### WHAT THIS TASK INVOLVES
Exactly reproduce each line of the listing that follows.

★ ★ ★ ★

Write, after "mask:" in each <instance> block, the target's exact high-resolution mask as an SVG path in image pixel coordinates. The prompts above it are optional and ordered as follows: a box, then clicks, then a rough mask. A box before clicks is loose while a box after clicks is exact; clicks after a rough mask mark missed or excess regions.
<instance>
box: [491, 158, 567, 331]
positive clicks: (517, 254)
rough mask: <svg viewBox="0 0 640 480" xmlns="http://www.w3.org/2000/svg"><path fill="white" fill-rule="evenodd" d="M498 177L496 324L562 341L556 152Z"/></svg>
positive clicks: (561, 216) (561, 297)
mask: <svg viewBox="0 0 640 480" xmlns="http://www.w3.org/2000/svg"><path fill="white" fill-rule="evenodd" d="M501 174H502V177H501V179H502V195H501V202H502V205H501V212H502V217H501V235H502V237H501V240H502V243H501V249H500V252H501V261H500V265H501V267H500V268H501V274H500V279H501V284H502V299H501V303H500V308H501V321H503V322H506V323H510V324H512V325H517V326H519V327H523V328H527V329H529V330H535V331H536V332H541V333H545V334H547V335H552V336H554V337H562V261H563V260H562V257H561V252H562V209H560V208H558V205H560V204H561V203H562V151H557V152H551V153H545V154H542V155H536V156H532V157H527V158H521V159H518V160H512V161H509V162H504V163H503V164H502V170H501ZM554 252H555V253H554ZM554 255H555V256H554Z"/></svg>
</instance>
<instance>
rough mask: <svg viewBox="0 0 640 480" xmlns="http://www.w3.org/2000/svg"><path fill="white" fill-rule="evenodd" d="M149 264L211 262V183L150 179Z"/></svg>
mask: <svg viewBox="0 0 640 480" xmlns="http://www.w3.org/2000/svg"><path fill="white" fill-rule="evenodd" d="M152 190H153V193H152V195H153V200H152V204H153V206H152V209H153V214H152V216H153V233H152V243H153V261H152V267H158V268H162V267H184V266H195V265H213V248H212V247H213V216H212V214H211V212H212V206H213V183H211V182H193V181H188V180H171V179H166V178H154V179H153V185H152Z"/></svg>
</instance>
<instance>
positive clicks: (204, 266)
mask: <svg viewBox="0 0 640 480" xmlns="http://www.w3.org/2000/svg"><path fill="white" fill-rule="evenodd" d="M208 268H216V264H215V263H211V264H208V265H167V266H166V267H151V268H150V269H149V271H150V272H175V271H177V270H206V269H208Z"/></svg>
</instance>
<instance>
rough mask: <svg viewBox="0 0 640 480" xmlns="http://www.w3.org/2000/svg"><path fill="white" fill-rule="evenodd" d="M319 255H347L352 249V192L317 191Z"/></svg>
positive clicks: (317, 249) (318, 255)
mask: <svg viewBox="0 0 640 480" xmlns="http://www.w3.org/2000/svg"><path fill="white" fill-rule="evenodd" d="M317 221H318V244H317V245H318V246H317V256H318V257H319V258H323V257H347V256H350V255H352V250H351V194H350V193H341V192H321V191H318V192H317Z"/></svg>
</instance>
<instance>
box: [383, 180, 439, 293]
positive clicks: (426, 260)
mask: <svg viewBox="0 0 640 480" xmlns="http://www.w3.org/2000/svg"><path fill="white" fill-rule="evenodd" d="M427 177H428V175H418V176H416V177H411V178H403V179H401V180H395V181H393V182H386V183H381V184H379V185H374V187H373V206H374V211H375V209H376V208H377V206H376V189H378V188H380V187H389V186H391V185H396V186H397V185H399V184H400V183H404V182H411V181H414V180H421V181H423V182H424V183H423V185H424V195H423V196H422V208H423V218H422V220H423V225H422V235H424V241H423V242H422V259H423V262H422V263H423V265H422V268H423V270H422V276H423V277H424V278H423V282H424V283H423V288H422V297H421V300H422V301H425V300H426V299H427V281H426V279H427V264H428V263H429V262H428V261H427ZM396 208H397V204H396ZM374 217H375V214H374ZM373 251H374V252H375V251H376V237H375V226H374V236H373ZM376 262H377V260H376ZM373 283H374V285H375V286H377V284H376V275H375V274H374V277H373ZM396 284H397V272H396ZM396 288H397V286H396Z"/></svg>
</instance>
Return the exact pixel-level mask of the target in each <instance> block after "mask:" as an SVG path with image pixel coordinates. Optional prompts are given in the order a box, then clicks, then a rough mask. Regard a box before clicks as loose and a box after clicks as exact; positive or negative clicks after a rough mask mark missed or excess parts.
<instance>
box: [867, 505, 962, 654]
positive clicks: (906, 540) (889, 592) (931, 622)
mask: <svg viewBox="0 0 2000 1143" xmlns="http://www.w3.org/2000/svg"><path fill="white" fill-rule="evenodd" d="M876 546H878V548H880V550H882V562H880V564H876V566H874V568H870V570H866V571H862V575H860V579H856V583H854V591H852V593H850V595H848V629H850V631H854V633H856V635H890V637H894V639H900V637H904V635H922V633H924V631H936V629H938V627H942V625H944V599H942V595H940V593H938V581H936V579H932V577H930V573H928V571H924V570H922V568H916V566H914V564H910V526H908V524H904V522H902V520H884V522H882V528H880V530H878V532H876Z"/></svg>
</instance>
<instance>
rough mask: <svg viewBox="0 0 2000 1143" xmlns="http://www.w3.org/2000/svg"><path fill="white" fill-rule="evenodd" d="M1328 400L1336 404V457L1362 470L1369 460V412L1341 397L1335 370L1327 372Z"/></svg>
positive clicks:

★ ★ ★ ★

### RESPONSE TO THE EXERCISE
Write, after "mask:" in each <instance> block, the target's exact high-resolution mask as an SVG path in image pixel coordinates. The prompts above it are optional and ordered as follows: a box, then clicks, then a rough mask. A box before clicks is loose while a box after clicks is exact; clicks after a rough mask mark missed or excess regions.
<instance>
box: [491, 158, 567, 331]
positive clicks: (517, 254)
rough mask: <svg viewBox="0 0 640 480" xmlns="http://www.w3.org/2000/svg"><path fill="white" fill-rule="evenodd" d="M498 177L496 324L562 341L556 152Z"/></svg>
positive clicks: (561, 216) (561, 297)
mask: <svg viewBox="0 0 640 480" xmlns="http://www.w3.org/2000/svg"><path fill="white" fill-rule="evenodd" d="M501 174H502V177H501V179H502V195H501V202H502V205H501V212H502V217H501V235H502V237H501V240H502V243H501V249H500V252H501V261H500V265H501V267H500V268H501V274H500V279H501V284H502V299H501V303H500V308H501V321H503V322H506V323H510V324H512V325H517V326H519V327H523V328H527V329H529V330H535V331H536V332H541V333H545V334H547V335H552V336H554V337H562V261H563V260H562V257H561V252H562V209H560V208H558V205H560V204H561V203H562V151H557V152H551V153H545V154H542V155H536V156H532V157H527V158H521V159H518V160H512V161H509V162H504V163H503V164H502V170H501ZM554 252H555V253H554ZM554 255H555V256H554Z"/></svg>
</instance>
<instance>
rough mask: <svg viewBox="0 0 640 480" xmlns="http://www.w3.org/2000/svg"><path fill="white" fill-rule="evenodd" d="M149 264L211 262V183L150 179Z"/></svg>
mask: <svg viewBox="0 0 640 480" xmlns="http://www.w3.org/2000/svg"><path fill="white" fill-rule="evenodd" d="M152 190H153V193H152V195H153V200H152V204H153V206H152V209H153V214H152V216H153V233H152V243H153V261H152V267H158V268H162V267H184V266H195V265H213V248H212V247H213V216H212V214H211V212H212V206H213V183H211V182H193V181H188V180H171V179H166V178H154V179H153V185H152Z"/></svg>
</instance>
<instance>
positive clicks: (204, 266)
mask: <svg viewBox="0 0 640 480" xmlns="http://www.w3.org/2000/svg"><path fill="white" fill-rule="evenodd" d="M208 268H216V264H215V263H211V264H208V265H167V266H166V267H151V268H150V269H149V271H150V272H175V271H177V270H206V269H208Z"/></svg>
</instance>
<instance>
rough mask: <svg viewBox="0 0 640 480" xmlns="http://www.w3.org/2000/svg"><path fill="white" fill-rule="evenodd" d="M319 255H347L352 249V192L317 191Z"/></svg>
positive clicks: (317, 249) (318, 255)
mask: <svg viewBox="0 0 640 480" xmlns="http://www.w3.org/2000/svg"><path fill="white" fill-rule="evenodd" d="M317 221H318V244H317V245H318V246H317V256H318V257H319V258H323V257H347V256H350V255H352V250H351V194H350V193H341V192H321V191H318V192H317Z"/></svg>
</instance>
<instance>
box: [383, 180, 439, 293]
positive clicks: (426, 260)
mask: <svg viewBox="0 0 640 480" xmlns="http://www.w3.org/2000/svg"><path fill="white" fill-rule="evenodd" d="M427 177H428V175H418V176H416V177H411V178H403V179H401V180H395V181H393V182H386V183H381V184H379V185H374V187H373V206H374V211H375V209H376V208H377V206H376V189H378V188H380V187H389V186H391V185H396V186H397V185H399V184H400V183H404V182H411V181H414V180H421V181H423V182H424V183H423V185H424V195H423V196H422V208H423V218H422V220H423V225H422V235H424V241H423V242H422V259H423V262H422V263H423V265H422V268H423V270H422V276H423V277H424V278H423V282H424V283H423V288H422V297H421V300H422V301H425V300H426V299H427V281H426V279H427V264H428V263H429V262H428V261H427ZM396 208H397V204H396ZM374 217H375V214H374ZM373 251H374V252H375V251H376V237H375V226H374V236H373ZM376 262H377V260H376ZM373 283H374V285H375V286H377V284H376V275H375V274H374V277H373ZM396 284H397V272H396ZM396 288H397V286H396Z"/></svg>
</instance>
Return the exact pixel-level mask of the target in each <instance> block after "mask:" as an SVG path with image pixel coordinates. Optional prompts are given in the order a box, then clicks, then a rough mask. Regard a box before clicks as loose and a box after clicks as exact; positive or negative clicks after a rough mask mark missed or excess parts.
<instance>
box: [867, 505, 962, 654]
positive clicks: (906, 540) (889, 592) (931, 622)
mask: <svg viewBox="0 0 2000 1143" xmlns="http://www.w3.org/2000/svg"><path fill="white" fill-rule="evenodd" d="M876 546H878V548H880V550H882V562H880V564H876V566H874V568H870V570H866V571H862V575H860V579H856V583H854V591H852V593H850V595H848V629H850V631H854V633H856V635H890V637H894V639H900V637H904V635H922V633H924V631H936V629H938V627H942V625H944V599H942V595H940V593H938V581H936V579H932V577H930V573H928V571H924V570H922V568H916V566H914V564H910V526H908V524H904V522H902V520H884V522H882V528H880V530H878V532H876Z"/></svg>
</instance>
<instance>
rough mask: <svg viewBox="0 0 2000 1143" xmlns="http://www.w3.org/2000/svg"><path fill="white" fill-rule="evenodd" d="M1328 400L1336 404V457L1362 470L1369 460V412L1341 397L1335 370L1327 372Z"/></svg>
positive clicks:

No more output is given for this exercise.